# Your objective
Check each line of the entries below for the word "windshield", then report how many have it, with no other words.

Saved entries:
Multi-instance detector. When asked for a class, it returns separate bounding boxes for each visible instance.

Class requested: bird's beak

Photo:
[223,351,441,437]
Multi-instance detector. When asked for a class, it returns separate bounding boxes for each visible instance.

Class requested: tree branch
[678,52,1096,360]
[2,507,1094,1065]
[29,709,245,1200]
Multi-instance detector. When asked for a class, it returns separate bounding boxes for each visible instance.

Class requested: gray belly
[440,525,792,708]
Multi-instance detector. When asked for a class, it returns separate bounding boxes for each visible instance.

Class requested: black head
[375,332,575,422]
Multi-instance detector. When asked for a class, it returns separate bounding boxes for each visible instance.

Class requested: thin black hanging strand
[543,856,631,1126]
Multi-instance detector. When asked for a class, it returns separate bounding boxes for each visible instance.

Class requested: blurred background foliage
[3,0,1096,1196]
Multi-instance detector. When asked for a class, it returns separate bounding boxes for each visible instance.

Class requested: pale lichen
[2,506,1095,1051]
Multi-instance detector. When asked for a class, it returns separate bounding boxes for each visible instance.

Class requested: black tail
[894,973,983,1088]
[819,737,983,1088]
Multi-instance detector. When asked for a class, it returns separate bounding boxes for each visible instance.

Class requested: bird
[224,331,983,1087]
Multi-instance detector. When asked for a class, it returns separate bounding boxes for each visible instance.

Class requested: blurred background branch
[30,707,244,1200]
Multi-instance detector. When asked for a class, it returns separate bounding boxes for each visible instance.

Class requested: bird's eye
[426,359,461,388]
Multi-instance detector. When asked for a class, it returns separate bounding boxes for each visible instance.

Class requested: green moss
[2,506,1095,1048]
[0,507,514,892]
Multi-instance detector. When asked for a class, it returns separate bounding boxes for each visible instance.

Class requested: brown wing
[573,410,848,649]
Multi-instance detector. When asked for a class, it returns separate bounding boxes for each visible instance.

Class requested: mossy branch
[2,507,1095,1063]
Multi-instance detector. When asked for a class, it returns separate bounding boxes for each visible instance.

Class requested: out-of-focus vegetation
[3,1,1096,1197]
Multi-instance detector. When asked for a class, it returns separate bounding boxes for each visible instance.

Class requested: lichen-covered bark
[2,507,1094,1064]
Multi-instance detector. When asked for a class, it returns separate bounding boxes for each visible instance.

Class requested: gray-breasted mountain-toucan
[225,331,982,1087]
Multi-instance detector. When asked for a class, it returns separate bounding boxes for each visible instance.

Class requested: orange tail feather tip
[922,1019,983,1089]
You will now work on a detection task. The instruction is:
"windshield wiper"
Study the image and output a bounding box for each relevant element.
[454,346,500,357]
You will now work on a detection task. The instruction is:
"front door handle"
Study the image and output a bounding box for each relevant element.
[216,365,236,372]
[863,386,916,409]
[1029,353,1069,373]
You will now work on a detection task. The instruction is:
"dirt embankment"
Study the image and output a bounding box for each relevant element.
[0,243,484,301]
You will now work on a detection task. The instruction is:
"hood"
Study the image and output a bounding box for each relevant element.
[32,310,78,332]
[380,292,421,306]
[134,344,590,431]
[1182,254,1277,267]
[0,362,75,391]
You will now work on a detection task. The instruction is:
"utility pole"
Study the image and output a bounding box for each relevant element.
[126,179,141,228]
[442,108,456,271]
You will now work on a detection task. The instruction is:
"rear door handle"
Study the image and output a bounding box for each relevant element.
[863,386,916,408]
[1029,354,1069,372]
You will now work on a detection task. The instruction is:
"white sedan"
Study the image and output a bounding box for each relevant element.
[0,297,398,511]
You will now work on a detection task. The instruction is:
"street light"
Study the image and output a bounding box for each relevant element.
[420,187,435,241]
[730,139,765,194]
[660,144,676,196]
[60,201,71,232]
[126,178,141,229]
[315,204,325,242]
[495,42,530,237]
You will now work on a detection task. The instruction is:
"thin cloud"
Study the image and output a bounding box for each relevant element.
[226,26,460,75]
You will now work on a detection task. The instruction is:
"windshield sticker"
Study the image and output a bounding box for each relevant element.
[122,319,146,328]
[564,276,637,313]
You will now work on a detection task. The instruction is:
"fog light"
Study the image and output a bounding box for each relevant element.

# Answer space
2